Bob dit que Greg le pardonna, mais pas Laura. A partir de là, il fut hors jeu et ne vit plus guère Greg. Ils étaient en contact par courrier. Bob préférait les coups de fil aux emails, pensant que Greg aurait plus d'occasion de répondre, plutôt que de plaquer ses remarques entre les lignes. D'une certaine façon, je pensais "je ne veux plus de cette merde façon 'Youppie, tout va bien', que Laura nomme "les Relations Publiques de Greg".


Greg tenta de se suicider à deux reprises par overdose au cours des mois qui suivirent. En janvier, son fils de 17 ans le découvrit comateux sur le sol, aux frontières de la mort. En février, il envoya une note de suicide à Jim Hanon. Hanon la lut 20 minutes plus tard et alerta la police de Barrington, qui arriva à temps pour sauver la vie de Greg.

> CONSIGNES DE TRAVAIL
1: D'après le texte source, qui trouva Greg comateux sur le sol en janvier ?
2: Recopiez mot pour mot le passage du texte source qui commence par « Greg tenta de » et se poursuit jusqu'à « vie de Greg. ».

> DONNÉES DE L'EXERCICE
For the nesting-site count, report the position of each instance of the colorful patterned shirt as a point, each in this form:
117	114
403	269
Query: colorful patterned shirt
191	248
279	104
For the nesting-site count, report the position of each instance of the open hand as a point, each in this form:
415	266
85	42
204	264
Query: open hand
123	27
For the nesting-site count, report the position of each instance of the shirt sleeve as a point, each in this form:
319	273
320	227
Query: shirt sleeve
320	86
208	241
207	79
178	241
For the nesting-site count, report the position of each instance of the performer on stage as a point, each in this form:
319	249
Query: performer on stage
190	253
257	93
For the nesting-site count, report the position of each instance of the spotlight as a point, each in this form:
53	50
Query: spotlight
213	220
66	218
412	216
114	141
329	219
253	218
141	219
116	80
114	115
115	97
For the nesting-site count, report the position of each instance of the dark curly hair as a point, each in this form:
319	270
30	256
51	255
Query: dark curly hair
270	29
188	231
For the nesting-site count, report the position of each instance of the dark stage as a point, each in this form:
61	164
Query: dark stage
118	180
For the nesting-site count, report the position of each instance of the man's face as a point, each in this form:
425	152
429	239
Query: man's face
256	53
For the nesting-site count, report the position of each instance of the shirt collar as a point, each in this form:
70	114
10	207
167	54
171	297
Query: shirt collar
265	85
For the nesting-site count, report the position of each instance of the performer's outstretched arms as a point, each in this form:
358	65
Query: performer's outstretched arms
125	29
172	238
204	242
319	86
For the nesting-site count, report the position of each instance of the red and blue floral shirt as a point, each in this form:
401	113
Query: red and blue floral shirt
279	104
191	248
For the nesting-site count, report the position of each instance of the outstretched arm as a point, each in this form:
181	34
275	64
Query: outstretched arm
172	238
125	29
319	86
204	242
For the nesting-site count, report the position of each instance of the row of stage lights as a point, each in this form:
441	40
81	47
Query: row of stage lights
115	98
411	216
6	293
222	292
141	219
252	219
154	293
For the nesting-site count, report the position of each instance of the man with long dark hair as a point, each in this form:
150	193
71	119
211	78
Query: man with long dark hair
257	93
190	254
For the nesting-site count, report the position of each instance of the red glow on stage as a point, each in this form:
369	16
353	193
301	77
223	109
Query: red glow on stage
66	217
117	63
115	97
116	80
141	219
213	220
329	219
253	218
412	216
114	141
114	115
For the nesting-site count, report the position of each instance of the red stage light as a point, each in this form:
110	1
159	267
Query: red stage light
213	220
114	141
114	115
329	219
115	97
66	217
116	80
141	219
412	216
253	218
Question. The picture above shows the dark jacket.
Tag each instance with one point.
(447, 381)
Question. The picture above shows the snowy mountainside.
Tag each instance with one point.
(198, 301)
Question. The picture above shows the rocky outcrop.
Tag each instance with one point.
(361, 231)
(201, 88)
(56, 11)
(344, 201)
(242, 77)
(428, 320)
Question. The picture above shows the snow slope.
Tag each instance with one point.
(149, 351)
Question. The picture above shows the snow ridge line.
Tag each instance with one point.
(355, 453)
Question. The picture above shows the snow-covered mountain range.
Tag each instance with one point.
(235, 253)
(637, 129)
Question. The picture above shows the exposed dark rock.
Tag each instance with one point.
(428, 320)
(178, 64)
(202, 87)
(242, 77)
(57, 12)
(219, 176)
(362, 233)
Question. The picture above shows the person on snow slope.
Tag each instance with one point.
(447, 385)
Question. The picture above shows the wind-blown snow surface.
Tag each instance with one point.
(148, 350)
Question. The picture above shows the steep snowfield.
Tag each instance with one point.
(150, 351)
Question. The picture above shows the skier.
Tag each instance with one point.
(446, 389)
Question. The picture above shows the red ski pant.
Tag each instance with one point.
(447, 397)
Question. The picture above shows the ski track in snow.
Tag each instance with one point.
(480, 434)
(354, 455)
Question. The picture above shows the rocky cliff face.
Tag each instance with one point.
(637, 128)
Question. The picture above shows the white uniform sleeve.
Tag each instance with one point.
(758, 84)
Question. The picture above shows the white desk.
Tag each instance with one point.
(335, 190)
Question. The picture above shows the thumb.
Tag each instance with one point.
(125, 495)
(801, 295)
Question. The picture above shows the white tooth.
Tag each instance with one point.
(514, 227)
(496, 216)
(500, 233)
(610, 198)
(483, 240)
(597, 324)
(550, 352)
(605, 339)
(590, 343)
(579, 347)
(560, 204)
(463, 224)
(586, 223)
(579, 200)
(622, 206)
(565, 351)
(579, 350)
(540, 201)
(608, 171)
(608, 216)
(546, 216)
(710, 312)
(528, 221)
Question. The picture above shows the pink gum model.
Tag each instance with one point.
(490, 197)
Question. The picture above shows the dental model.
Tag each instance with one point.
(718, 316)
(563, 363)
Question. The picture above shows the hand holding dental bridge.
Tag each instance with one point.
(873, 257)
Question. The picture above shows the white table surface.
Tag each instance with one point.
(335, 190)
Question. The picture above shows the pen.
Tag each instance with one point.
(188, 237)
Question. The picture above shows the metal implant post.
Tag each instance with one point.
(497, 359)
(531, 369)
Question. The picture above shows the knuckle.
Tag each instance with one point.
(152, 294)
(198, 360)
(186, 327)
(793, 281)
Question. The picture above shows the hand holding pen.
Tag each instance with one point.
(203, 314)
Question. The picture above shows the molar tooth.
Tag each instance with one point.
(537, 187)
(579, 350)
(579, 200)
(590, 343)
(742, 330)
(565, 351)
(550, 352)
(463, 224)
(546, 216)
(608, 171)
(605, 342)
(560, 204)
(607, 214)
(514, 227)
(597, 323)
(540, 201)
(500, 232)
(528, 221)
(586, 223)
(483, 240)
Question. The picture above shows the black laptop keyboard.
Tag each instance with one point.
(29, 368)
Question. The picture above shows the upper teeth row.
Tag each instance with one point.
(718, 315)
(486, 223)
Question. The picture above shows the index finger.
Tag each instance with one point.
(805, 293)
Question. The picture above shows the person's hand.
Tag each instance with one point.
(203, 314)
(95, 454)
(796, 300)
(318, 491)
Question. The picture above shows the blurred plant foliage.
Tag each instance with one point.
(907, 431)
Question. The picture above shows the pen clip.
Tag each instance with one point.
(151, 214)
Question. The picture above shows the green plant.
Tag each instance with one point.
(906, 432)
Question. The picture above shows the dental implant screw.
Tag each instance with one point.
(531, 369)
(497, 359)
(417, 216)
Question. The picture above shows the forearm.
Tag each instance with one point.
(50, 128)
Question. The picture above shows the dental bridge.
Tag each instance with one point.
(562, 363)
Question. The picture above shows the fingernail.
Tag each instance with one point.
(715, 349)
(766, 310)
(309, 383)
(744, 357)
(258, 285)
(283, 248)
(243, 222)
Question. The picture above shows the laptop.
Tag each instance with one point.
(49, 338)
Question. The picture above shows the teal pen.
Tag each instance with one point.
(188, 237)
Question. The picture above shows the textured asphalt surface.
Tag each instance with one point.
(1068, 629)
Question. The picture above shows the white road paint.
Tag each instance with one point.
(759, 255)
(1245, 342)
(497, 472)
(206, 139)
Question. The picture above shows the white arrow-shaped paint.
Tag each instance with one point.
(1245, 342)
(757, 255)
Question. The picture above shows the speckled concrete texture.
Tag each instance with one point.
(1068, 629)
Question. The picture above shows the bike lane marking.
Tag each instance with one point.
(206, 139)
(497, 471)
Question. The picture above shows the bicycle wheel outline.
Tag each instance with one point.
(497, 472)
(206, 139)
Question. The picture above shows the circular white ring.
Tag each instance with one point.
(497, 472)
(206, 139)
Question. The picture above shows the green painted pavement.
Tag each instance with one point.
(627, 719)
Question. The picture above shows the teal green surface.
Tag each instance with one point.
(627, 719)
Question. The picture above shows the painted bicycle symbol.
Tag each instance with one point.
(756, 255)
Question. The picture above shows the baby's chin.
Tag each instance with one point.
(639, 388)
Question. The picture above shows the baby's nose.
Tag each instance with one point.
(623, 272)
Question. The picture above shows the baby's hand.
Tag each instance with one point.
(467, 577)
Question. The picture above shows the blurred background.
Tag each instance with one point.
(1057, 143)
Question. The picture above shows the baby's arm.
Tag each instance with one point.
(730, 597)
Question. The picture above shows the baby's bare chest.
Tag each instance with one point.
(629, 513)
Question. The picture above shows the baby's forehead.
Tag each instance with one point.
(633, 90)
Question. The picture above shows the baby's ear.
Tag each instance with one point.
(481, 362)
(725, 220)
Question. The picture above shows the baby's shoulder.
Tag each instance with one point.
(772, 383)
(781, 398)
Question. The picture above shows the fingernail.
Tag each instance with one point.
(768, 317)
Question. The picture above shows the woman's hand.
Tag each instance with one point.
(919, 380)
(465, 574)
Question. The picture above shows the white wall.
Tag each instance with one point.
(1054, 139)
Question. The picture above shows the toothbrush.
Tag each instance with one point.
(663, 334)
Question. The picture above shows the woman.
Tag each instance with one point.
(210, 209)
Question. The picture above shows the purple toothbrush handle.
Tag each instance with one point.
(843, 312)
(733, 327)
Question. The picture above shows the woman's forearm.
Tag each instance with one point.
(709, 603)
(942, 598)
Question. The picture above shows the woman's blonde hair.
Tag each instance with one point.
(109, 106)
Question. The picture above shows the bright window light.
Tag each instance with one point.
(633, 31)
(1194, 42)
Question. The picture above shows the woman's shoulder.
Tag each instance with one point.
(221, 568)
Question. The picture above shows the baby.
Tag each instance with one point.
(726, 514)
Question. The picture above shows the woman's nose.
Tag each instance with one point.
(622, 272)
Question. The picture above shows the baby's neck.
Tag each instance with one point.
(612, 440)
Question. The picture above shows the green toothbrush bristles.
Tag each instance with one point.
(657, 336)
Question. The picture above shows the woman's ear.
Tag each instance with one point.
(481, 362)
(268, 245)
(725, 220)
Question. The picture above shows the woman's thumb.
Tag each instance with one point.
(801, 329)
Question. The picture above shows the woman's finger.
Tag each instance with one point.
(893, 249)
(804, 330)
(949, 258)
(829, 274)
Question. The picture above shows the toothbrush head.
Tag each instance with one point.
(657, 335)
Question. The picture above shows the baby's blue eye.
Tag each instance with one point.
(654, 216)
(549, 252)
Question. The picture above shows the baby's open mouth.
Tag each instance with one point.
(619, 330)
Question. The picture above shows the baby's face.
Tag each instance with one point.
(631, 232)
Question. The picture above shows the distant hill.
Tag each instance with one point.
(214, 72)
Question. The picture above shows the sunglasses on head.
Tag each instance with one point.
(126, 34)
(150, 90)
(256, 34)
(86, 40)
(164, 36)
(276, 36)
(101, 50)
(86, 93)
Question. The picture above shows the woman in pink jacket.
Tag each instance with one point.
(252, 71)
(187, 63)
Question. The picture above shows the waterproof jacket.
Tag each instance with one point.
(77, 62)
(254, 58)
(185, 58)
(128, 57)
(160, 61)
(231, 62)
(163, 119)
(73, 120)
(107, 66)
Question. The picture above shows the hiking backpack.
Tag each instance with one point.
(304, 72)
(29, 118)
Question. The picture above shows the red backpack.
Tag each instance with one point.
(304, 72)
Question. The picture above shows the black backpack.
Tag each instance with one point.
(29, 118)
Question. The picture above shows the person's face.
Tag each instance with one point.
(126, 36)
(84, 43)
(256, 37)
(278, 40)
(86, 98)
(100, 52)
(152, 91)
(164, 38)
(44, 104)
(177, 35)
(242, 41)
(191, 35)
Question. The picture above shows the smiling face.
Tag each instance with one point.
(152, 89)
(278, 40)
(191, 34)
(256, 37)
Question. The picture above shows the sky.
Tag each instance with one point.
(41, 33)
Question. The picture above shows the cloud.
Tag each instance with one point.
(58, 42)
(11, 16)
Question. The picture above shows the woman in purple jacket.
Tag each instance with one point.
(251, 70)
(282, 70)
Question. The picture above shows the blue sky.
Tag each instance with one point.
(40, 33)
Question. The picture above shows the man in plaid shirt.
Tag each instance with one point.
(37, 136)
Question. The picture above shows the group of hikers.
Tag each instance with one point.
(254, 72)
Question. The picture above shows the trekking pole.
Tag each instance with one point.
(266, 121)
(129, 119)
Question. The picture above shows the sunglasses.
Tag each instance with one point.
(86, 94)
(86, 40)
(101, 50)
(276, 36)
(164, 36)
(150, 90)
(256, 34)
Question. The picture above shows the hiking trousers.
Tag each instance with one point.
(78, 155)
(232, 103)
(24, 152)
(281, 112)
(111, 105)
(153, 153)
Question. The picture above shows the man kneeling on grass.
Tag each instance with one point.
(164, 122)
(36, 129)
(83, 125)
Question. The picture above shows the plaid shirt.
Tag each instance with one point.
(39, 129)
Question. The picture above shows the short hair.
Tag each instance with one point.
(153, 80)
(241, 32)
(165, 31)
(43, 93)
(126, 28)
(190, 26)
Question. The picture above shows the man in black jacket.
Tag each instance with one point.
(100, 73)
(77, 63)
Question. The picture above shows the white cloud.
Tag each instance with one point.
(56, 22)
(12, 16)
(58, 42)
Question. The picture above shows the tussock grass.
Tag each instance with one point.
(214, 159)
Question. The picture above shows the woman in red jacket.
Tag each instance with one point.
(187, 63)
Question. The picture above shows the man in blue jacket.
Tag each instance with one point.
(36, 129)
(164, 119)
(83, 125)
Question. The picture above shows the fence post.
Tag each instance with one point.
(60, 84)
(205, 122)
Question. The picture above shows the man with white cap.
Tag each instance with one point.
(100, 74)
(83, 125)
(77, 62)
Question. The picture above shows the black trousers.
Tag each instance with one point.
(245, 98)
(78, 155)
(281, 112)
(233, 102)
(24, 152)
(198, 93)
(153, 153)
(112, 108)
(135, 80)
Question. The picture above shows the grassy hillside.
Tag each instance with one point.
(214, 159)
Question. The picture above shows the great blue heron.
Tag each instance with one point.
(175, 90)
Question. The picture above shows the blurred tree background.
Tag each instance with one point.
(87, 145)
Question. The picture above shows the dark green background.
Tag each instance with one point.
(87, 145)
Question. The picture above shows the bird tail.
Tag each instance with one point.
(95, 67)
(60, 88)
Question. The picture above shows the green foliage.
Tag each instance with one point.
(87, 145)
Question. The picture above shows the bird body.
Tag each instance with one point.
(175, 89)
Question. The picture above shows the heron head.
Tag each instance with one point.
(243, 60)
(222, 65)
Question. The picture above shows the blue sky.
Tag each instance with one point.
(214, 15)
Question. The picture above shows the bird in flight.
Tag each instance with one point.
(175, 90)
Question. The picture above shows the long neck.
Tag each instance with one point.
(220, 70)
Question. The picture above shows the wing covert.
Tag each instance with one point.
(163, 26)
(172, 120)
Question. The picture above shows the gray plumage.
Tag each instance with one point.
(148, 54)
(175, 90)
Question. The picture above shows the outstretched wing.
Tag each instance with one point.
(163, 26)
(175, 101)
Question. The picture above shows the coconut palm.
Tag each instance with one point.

> RÉPONSES PAR TÂCHE
1: Son fils de 17 ans.

2:
Greg tenta de se suicider à deux reprises par overdose au cours des mois qui suivirent. En janvier, son fils de 17 ans le découvrit comateux sur le sol, aux frontières de la mort. En février, il envoya une note de suicide à Jim Hanon. Hanon la lut 20 minutes plus tard et alerta la police de Barrington, qui arriva à temps pour sauver la vie de Greg.